> _Document section_
──────────────────────────────

To all of you who did find this blog in such a manner? Shame. Shame on you. Go eat a bag of dicks and die, you vile, disgusting meatsack.
(To the two or three of my readers who didn’t come here looking for aunty rape porn: Not you. I’m sorry you had to hear that.)
Now, you ask, what the fuck were you doing, Aunty? Ah, good question. I have signed myself up to be a volunteer advocate for the D.A.’s office. Whenever a person is raped, and goes to the hospital, and has made the very tough decision to press charges against his or her attacker, a volunteer—maybe me—is called to meet that person at the hospital, provide information about what’s going to happen, and so forth.
Anyway, I wish I could write something about the experience that wouldn’t be depressing as hell, but I can’t. And I wish I could write something about the experience that would help me process it, but I can’t. At least not here—for reasons of confidentiality. And, realistically, probably not at all. It’s just not possible. How does one process something like that? Something that shows people to be subhuman—forcefully taking from those who have the very least (the homeless, the mentally disabled, the poor, the very old, the very young), or shrugging their shoulders and refusing to offer help where they might. I feel like both these inclinations suggest very scary things about humanity, and yet they’re hardly new.

──────────────────────────────

> _Exercise details_
According to the blog post on volunteering as an advocate, why can't the writer write about the experience here in a way that would help process it? Answer in one to three sentences.

──────────────────────────────

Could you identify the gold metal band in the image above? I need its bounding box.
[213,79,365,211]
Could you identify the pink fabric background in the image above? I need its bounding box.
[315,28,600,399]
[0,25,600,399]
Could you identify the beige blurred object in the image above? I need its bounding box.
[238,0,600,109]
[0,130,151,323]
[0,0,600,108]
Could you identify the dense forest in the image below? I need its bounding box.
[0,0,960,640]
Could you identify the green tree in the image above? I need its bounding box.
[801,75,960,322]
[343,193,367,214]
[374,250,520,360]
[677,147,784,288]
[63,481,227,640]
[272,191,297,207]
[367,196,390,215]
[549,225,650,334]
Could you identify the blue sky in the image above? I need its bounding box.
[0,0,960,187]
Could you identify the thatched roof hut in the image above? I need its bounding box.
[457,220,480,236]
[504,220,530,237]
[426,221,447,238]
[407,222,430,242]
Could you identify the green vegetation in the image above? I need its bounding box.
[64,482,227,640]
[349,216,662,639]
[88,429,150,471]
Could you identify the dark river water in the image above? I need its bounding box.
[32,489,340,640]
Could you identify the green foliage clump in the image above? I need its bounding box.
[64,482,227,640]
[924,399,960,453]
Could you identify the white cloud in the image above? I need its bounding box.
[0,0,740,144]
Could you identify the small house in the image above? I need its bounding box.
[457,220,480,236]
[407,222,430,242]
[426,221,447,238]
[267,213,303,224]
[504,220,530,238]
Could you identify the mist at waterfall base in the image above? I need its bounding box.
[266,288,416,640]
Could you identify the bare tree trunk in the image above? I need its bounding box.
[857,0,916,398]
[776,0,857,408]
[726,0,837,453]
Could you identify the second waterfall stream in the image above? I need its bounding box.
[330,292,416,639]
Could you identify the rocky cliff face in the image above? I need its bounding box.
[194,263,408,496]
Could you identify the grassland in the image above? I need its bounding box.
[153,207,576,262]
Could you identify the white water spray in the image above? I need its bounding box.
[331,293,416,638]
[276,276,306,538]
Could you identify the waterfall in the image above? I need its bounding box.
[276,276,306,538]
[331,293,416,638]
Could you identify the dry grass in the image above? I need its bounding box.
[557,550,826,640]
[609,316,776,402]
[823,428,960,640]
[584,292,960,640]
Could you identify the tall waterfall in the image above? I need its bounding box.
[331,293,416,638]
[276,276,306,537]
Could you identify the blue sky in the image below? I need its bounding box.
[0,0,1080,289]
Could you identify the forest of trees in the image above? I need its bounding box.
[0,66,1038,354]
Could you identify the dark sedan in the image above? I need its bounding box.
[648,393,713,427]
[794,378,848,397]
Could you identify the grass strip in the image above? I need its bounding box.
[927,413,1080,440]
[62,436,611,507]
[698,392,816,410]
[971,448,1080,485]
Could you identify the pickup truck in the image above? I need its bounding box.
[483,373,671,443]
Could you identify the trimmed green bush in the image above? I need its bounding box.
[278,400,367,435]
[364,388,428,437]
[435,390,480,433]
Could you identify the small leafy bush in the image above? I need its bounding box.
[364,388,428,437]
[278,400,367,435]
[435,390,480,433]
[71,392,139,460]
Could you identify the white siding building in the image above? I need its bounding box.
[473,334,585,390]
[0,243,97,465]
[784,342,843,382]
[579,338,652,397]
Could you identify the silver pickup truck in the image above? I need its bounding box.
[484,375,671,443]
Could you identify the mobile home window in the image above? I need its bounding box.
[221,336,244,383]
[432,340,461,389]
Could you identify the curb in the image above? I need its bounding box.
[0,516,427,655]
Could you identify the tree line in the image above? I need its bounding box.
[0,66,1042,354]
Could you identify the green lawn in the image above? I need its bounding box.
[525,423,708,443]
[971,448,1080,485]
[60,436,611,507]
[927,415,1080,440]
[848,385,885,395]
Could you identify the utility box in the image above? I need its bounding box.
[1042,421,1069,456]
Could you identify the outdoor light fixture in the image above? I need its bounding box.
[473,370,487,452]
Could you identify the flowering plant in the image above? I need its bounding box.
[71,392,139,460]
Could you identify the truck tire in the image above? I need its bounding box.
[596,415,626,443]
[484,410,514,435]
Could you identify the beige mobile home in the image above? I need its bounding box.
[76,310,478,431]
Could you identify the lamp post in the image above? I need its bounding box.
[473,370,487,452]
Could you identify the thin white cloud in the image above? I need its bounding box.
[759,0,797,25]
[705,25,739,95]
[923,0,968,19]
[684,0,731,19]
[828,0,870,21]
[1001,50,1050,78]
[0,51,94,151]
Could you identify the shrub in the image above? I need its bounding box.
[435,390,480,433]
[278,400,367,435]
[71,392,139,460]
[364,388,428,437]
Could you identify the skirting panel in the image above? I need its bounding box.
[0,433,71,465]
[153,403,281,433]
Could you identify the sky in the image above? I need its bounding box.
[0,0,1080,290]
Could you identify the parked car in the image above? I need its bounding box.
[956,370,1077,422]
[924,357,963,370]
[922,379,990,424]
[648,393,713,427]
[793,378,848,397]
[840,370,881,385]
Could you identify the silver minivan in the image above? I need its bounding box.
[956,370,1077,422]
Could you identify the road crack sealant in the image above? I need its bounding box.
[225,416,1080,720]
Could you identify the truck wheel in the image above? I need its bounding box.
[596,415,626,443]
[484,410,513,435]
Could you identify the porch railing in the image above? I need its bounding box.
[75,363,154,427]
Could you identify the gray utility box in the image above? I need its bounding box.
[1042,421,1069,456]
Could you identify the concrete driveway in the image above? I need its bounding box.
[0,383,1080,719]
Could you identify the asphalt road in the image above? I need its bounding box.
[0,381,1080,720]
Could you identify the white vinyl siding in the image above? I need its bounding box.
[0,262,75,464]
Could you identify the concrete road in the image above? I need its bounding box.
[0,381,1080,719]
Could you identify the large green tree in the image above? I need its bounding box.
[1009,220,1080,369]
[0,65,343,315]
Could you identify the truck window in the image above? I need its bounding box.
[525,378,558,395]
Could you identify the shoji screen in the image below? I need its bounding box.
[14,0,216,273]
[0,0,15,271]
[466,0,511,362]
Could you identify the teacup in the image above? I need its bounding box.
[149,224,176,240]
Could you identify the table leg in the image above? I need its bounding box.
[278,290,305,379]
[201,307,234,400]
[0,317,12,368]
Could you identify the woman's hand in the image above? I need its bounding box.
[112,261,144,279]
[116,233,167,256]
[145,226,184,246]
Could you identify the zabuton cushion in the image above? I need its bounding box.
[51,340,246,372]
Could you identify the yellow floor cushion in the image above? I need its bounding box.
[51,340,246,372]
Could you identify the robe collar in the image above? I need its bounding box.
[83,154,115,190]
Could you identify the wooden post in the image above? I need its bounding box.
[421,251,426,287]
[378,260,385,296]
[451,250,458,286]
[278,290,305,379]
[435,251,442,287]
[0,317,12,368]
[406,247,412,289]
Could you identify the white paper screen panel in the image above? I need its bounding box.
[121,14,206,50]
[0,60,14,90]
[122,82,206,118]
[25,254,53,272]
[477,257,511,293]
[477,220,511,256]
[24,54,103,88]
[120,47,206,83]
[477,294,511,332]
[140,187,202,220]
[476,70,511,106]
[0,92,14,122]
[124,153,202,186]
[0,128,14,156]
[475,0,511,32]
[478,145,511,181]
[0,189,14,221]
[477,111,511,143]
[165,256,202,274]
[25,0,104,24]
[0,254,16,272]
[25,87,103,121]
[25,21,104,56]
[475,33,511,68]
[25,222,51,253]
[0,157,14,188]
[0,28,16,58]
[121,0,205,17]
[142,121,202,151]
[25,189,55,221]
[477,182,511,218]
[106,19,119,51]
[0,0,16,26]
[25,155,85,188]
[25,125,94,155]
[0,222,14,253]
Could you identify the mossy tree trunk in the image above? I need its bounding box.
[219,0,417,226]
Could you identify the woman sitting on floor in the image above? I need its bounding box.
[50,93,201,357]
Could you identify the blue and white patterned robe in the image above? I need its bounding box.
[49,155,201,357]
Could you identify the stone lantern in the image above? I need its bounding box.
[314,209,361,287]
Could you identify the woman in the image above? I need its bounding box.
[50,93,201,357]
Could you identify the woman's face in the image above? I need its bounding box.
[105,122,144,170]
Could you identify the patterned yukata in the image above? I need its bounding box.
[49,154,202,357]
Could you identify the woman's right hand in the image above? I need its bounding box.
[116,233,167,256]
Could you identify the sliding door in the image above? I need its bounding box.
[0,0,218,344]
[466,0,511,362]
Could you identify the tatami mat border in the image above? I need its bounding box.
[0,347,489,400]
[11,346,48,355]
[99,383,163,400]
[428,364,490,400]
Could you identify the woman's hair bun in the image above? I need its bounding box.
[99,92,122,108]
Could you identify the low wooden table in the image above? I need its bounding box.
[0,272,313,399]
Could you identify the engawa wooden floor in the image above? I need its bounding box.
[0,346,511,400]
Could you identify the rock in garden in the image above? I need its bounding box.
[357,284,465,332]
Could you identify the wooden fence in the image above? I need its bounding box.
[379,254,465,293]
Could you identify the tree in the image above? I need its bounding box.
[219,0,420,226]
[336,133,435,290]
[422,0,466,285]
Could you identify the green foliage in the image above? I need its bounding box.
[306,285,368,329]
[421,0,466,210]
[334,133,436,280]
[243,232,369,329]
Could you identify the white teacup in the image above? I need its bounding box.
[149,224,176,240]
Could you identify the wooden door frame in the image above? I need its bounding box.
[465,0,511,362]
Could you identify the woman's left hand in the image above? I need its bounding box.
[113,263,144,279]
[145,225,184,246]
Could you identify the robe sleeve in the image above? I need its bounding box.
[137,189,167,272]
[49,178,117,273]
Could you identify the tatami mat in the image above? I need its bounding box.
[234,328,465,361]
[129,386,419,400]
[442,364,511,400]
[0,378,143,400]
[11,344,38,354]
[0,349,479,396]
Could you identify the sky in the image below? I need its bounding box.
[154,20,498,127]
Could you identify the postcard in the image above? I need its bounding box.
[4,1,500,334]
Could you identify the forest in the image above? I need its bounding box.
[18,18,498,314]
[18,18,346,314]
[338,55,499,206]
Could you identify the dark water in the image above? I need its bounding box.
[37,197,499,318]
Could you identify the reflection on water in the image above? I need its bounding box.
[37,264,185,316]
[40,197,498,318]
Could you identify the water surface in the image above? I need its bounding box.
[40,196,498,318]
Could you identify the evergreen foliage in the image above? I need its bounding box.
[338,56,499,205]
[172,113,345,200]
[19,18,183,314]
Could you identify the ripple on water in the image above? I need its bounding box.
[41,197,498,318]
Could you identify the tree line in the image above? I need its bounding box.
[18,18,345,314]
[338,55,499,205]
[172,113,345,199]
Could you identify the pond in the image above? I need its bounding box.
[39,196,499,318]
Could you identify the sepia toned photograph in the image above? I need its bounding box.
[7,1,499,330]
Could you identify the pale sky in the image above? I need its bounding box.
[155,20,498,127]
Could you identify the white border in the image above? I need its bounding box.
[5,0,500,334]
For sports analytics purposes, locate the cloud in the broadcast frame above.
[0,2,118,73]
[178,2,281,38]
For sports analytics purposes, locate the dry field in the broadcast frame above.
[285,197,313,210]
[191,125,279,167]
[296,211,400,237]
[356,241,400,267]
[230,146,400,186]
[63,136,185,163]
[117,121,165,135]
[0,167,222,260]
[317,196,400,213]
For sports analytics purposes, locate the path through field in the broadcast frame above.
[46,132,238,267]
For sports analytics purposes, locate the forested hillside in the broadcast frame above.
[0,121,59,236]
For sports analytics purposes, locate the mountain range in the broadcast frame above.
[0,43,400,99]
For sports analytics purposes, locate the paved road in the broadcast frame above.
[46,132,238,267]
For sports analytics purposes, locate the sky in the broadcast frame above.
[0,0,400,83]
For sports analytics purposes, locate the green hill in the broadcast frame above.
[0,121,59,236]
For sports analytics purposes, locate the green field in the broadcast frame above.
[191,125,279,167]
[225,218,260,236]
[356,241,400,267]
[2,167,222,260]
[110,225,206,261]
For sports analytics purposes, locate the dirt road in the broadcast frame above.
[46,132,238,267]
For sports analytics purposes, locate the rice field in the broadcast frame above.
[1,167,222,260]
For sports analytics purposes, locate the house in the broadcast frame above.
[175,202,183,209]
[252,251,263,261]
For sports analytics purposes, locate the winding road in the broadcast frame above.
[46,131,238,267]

──────────────────────────────

> _Output of the exercise_
The writer can't write about it here for reasons of confidentiality. The writer adds that it probably isn't possible at all.